• INSTRUCTIONS FOR THE TASK
Output every line of the rows below, except the pictures, as a JSON list of strings with one string per line and blank lines omitted.

• SUPPLIED ENTRIES

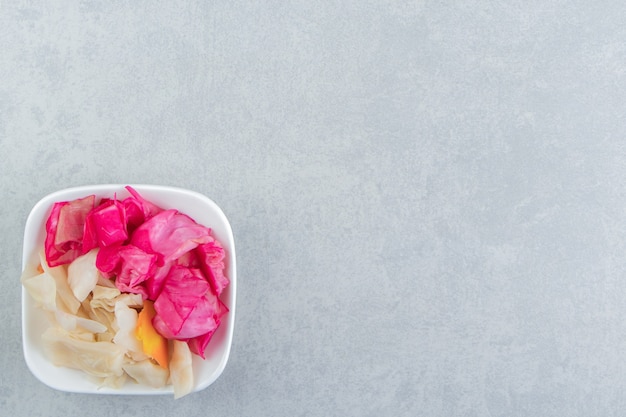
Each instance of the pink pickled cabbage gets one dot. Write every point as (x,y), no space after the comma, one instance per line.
(163,255)
(170,234)
(65,229)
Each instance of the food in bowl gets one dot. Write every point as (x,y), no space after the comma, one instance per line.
(137,293)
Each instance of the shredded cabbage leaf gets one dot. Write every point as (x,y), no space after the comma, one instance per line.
(100,261)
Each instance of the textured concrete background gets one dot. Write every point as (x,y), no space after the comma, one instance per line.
(428,198)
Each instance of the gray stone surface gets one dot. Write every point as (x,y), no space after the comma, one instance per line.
(427,197)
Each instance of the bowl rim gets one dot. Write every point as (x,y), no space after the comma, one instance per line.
(44,205)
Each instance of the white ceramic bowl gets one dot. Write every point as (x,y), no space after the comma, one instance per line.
(197,206)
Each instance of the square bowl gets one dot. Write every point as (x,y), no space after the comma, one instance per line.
(200,208)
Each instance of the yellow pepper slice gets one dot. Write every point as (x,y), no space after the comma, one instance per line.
(153,344)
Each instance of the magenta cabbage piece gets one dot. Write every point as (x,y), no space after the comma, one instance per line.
(65,229)
(164,255)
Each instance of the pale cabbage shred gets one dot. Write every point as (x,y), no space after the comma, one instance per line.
(92,327)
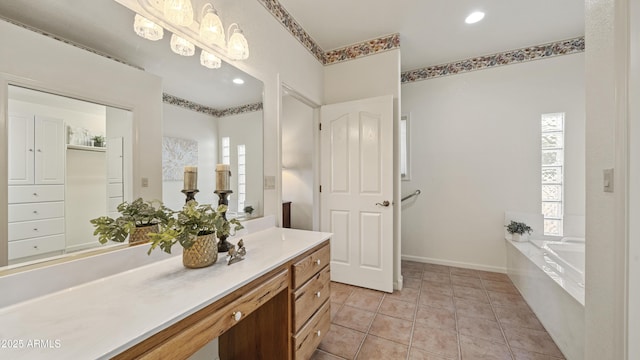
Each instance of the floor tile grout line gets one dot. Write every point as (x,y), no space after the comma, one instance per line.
(413,324)
(504,335)
(369,328)
(455,314)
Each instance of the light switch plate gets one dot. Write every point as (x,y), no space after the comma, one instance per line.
(269,182)
(607,175)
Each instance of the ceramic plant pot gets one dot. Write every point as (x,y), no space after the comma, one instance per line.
(520,237)
(203,252)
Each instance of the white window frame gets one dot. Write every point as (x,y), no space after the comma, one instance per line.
(225,145)
(561,183)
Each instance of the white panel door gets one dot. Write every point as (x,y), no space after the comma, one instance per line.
(115,160)
(50,150)
(357,190)
(21,149)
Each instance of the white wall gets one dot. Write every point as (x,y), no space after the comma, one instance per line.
(186,124)
(607,56)
(633,280)
(119,124)
(244,129)
(367,77)
(298,148)
(77,73)
(475,147)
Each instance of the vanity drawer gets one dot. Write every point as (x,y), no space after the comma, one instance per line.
(308,339)
(304,269)
(35,193)
(36,246)
(310,297)
(38,228)
(36,211)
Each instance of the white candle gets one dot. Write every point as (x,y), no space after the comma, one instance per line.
(190,177)
(223,173)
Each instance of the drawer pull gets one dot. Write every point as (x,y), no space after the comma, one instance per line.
(237,315)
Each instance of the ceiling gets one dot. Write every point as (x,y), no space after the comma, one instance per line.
(107,26)
(431,32)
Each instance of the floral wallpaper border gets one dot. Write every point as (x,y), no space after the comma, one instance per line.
(350,52)
(190,105)
(370,47)
(69,42)
(282,15)
(537,52)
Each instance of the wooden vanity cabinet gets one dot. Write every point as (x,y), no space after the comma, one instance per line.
(311,313)
(284,314)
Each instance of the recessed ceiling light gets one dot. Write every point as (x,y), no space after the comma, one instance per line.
(474,17)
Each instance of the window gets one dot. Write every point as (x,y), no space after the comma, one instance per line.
(242,177)
(552,141)
(405,172)
(226,151)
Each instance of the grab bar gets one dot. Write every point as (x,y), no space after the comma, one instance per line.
(415,193)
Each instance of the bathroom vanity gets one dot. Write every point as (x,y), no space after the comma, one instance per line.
(274,303)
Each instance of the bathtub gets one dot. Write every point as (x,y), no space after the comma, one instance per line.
(550,276)
(566,258)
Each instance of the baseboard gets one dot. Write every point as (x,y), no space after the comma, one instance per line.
(455,264)
(397,285)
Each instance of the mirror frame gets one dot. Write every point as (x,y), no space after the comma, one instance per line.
(7,80)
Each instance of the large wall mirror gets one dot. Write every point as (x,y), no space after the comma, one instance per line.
(209,117)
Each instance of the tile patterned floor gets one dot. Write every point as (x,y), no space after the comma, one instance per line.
(443,313)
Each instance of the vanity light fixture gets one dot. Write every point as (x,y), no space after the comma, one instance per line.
(237,46)
(209,60)
(211,29)
(181,46)
(474,17)
(177,17)
(179,12)
(147,29)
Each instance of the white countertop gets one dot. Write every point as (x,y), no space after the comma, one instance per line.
(102,318)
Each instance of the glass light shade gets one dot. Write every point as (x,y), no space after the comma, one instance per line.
(211,30)
(181,46)
(209,60)
(147,29)
(179,12)
(237,47)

• WRITTEN ANSWER
[
  "Each instance of the pink pickled cabbage gets one dot. Write every point as (x,y), no space after the comma, one instance per line.",
  "(163,255)",
  "(170,234)",
  "(65,229)",
  "Each instance of the food in bowl gets one dot. Write every point as (x,y), no space after the comma, one instance per line.",
  "(137,293)",
  "Each instance of the shredded cabbage leaf gets one dot. Write every point as (x,y), no space after the comma, one instance per line.",
  "(100,261)",
  "Each instance of the textured concrete background gets one dot. Write every point as (x,y), no space after the comma, one instance per line.",
  "(428,198)",
  "Each instance of the gray stone surface gets one dot. Write every point as (x,y), no space after the comma, one instance per line.",
  "(427,197)",
  "Each instance of the bowl rim gets one dot. Write every point as (x,y), no space after the comma, one instance per line.",
  "(44,205)",
  "Each instance of the white ceramic bowl gets one dot. Write every point as (x,y), no space after the comma, one instance per line.",
  "(197,206)",
  "Each instance of the square bowl gets one dot. Write every point as (x,y), no space after the comma, one instance per line.",
  "(200,208)",
  "Each instance of the yellow pepper slice gets one dot. Write every point as (x,y), no space after the comma, one instance per line.",
  "(153,344)",
  "Each instance of the magenta cabbage piece gets one dot. Write every point as (x,y), no space after the comma, one instance per line.",
  "(65,229)",
  "(164,255)",
  "Each instance of the pale cabbage shred gets one dot. Write every point as (x,y), no space after the comma, one instance per line.",
  "(92,327)",
  "Each instance of the floor tile grout line gets one dot. Write every point as (x,y), no space after the comma, one instance per line.",
  "(413,324)",
  "(504,335)",
  "(369,328)",
  "(455,314)",
  "Each instance of the light switch plate gets one dot. Write every point as (x,y), no space after the comma, one instance per line.",
  "(269,182)",
  "(607,175)",
  "Each instance of the ceramic plant pot gets one dot. Write every point as (x,y), no space after the comma, one instance per line.",
  "(520,237)",
  "(203,252)",
  "Each instance of the white window frame gets one dot. Write every point as (x,y), no space after the comma, one instance per line.",
  "(225,145)",
  "(561,183)",
  "Each instance of the white panel door gets one dot. Write every point as (x,y), no space after the comma, one instance per line.",
  "(115,160)",
  "(50,150)",
  "(357,190)",
  "(21,149)",
  "Each instance of the white wall gets one dot. Write every point as (x,y), no space after the comma, one instance per line.",
  "(186,124)",
  "(607,56)",
  "(633,280)",
  "(119,124)",
  "(244,129)",
  "(367,77)",
  "(298,148)",
  "(77,73)",
  "(475,147)",
  "Each instance of the vanity drawer gets one dot. Write every point as (x,y), no space after the comma, one instance per line.",
  "(308,339)",
  "(304,269)",
  "(35,193)",
  "(36,246)",
  "(310,297)",
  "(38,228)",
  "(36,211)",
  "Each instance of the white candle gets one dot. Write every point as (x,y), no space after the comma, one instance per line.",
  "(190,177)",
  "(223,173)",
  "Each instance of the drawer pull gets one dot. Write every point as (x,y), no space after the comma, one instance per line.",
  "(237,315)",
  "Each instance of the ceiling gets one dot. Write every point as (x,y), no space after the comma, one instance per line.",
  "(107,26)",
  "(431,32)",
  "Each instance of the floral wallpaper border gets one dot. Write every point as (x,y), no space after the comma, one instance per line.",
  "(350,52)",
  "(190,105)",
  "(370,47)",
  "(69,42)",
  "(282,15)",
  "(537,52)",
  "Each instance of the wooden vanity cabinet gets one dot. Write every point as (x,y), no space after the comma, one instance per line.",
  "(311,313)",
  "(284,314)",
  "Each instance of the recessed ceiling light gets one dot. Write every point as (x,y), no space after the comma, one instance per line.",
  "(474,17)",
  "Each instance of the window gets one dot. Write every point as (x,y), no space after the comma, one instance per line.",
  "(242,177)",
  "(552,141)",
  "(405,172)",
  "(226,151)",
  "Each instance of the grab bar gets one dot. Write every point as (x,y), no space after the comma, one instance per line.",
  "(415,193)",
  "Each instance of the bathroom vanity gets one dot. Write every point as (x,y), no space after the comma, one instance per line.",
  "(274,303)",
  "Each instance of the bathtub gets one dot. Write every point as (x,y), no space after the comma, one instance per line.",
  "(550,276)",
  "(566,258)",
  "Each instance of the baseboard gets one dot. Write every point as (x,y), no space after the comma, one instance per line.",
  "(455,264)",
  "(397,285)",
  "Each instance of the mirror frame gets one dot. Write every point as (x,y), no space after the comma, one instance per line.",
  "(7,80)",
  "Each instance of the large wall mirror gets one dot. Write every point as (x,y), no space after the comma, one instance per line.",
  "(209,117)",
  "Each instance of the tile patterned floor gets one dot. Write every point as (x,y), no space after the comma, one instance per line.",
  "(443,313)",
  "Each instance of the vanity light fixture gets one dot. Write every point as (x,y), no space after the comma, one instance per line.",
  "(237,46)",
  "(209,60)",
  "(211,29)",
  "(181,46)",
  "(474,17)",
  "(177,17)",
  "(179,12)",
  "(147,29)",
  "Each instance of the white countertop gets one dot. Write every point as (x,y), no space after the comma, one instance per line.",
  "(102,318)",
  "Each instance of the glass light shade gets one dot. Write every point as (x,y), no space after the comma, one instance per line.",
  "(211,30)",
  "(181,46)",
  "(209,60)",
  "(147,29)",
  "(179,12)",
  "(237,47)"
]